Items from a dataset
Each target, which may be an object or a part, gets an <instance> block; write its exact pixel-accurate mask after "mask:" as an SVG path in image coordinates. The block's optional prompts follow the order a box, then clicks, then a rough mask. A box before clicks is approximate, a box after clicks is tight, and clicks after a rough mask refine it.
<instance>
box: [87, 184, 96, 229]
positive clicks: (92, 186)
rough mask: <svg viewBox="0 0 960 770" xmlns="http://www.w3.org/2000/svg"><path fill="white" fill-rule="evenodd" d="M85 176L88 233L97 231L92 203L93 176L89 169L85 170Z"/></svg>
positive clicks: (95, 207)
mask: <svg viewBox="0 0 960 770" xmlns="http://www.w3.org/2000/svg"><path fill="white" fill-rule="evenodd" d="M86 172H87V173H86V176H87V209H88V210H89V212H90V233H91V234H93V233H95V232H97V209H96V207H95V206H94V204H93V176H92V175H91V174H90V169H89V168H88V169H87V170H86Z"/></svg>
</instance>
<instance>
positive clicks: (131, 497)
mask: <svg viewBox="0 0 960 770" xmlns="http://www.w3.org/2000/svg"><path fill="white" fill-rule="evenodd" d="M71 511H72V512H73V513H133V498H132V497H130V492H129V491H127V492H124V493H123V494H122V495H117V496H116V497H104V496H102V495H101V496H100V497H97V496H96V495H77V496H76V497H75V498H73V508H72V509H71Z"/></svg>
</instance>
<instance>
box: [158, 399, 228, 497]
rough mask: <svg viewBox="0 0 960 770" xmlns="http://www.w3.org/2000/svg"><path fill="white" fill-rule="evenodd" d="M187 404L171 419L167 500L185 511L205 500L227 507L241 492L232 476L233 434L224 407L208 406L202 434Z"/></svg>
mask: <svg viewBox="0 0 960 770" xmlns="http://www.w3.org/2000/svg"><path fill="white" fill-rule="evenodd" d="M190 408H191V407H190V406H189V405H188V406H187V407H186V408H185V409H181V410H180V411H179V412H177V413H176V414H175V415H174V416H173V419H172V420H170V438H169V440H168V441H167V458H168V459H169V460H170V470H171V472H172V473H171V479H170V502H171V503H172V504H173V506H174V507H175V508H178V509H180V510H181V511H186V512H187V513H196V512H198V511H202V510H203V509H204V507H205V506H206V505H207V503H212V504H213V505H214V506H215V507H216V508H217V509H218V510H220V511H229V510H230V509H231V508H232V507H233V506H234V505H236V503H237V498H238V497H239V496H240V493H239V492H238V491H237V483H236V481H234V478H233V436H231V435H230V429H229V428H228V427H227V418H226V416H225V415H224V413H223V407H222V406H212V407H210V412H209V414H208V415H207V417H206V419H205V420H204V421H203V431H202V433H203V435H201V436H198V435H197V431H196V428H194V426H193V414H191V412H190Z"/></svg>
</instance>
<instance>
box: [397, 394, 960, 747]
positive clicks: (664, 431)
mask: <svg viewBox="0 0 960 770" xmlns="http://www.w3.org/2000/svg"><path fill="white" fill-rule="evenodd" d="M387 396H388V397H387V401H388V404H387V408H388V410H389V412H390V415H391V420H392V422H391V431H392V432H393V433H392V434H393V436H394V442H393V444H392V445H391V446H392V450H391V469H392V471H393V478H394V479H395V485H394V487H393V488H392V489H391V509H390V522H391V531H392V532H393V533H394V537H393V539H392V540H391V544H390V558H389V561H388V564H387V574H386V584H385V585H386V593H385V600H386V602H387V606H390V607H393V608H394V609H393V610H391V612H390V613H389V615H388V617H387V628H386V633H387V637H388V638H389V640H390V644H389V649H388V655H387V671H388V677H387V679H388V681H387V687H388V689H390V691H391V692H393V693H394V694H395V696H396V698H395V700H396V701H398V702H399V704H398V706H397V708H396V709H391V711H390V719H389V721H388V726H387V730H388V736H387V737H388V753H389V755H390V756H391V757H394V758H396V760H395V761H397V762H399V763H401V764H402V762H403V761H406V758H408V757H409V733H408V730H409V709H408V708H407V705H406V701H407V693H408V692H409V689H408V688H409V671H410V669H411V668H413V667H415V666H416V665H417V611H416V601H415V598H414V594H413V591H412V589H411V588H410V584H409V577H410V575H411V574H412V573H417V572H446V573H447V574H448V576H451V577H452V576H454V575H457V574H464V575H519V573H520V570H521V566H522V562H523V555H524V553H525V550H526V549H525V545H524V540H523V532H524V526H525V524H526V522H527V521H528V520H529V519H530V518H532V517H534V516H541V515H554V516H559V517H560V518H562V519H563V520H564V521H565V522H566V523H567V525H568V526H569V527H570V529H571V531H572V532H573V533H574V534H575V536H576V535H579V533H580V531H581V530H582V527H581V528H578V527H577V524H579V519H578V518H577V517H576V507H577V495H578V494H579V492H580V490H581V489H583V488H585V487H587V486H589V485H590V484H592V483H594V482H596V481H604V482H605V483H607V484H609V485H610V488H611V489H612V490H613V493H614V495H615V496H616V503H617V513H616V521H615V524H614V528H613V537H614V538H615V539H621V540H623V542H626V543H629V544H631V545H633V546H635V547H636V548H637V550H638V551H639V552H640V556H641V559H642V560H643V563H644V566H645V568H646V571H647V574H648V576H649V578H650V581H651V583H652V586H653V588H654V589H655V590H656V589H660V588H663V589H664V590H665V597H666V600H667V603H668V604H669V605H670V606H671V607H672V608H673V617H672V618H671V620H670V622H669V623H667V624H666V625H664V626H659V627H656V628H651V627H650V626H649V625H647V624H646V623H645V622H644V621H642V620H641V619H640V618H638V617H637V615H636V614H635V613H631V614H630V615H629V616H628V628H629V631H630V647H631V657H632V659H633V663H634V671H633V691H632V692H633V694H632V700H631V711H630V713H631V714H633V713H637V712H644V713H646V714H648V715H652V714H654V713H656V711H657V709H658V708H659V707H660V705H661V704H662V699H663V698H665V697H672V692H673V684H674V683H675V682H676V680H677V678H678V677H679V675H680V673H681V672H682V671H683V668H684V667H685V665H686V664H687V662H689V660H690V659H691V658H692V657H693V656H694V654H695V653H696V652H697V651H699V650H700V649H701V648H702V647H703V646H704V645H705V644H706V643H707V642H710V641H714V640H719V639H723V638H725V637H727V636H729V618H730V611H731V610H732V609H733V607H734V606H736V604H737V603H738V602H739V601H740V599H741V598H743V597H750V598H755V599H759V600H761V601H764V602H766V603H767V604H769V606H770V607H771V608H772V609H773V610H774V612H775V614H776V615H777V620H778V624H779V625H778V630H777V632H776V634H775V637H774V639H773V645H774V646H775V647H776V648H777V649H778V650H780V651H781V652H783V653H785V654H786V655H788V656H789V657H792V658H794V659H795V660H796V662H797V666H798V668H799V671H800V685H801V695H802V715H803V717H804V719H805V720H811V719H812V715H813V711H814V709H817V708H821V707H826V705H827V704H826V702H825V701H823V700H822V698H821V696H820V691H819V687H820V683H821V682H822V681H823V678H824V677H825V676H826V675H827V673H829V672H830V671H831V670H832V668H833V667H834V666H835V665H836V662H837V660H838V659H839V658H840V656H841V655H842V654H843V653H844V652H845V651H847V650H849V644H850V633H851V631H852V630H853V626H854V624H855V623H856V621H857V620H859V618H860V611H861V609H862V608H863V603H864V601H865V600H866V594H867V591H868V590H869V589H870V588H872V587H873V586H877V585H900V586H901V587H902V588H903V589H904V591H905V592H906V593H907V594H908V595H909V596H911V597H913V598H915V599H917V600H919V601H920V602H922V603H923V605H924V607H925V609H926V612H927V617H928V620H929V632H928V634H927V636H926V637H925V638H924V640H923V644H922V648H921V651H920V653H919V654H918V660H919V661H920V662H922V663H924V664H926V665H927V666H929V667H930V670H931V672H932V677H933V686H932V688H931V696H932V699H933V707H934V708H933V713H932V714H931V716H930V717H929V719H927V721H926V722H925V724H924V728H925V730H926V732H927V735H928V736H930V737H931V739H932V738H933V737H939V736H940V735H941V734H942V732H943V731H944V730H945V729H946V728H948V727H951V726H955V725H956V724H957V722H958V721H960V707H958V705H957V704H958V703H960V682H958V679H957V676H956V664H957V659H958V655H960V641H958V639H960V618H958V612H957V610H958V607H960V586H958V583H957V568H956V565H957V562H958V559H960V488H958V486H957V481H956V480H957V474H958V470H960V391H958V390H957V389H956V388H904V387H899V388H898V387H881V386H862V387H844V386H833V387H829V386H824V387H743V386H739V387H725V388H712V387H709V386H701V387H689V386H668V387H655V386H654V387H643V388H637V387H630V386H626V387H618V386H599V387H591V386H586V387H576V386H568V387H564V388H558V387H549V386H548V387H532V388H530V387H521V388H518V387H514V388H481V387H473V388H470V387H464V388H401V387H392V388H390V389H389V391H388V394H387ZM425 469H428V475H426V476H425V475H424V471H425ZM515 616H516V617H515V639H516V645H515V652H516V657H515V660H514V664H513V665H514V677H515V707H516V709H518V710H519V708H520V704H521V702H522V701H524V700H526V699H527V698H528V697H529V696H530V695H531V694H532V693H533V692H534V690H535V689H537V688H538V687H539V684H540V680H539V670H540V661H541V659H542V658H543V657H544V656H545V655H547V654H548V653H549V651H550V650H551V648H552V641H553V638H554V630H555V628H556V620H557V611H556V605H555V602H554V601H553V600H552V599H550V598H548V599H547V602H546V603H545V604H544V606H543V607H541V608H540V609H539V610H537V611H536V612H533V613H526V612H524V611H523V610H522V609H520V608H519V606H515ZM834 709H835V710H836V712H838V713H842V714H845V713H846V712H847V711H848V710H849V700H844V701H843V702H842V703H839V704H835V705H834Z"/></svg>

◆ **WORK ITEM**
Starting at the line that has "positive clicks: (92, 186)" and ending at the line that has "176L88 233L97 231L92", please write out the lines above exactly, leaving out all others.

◆ **OUTPUT OF THE TASK**
positive clicks: (92, 186)
rough mask: <svg viewBox="0 0 960 770" xmlns="http://www.w3.org/2000/svg"><path fill="white" fill-rule="evenodd" d="M85 176L88 233L97 231L92 203L93 176L89 169L85 170Z"/></svg>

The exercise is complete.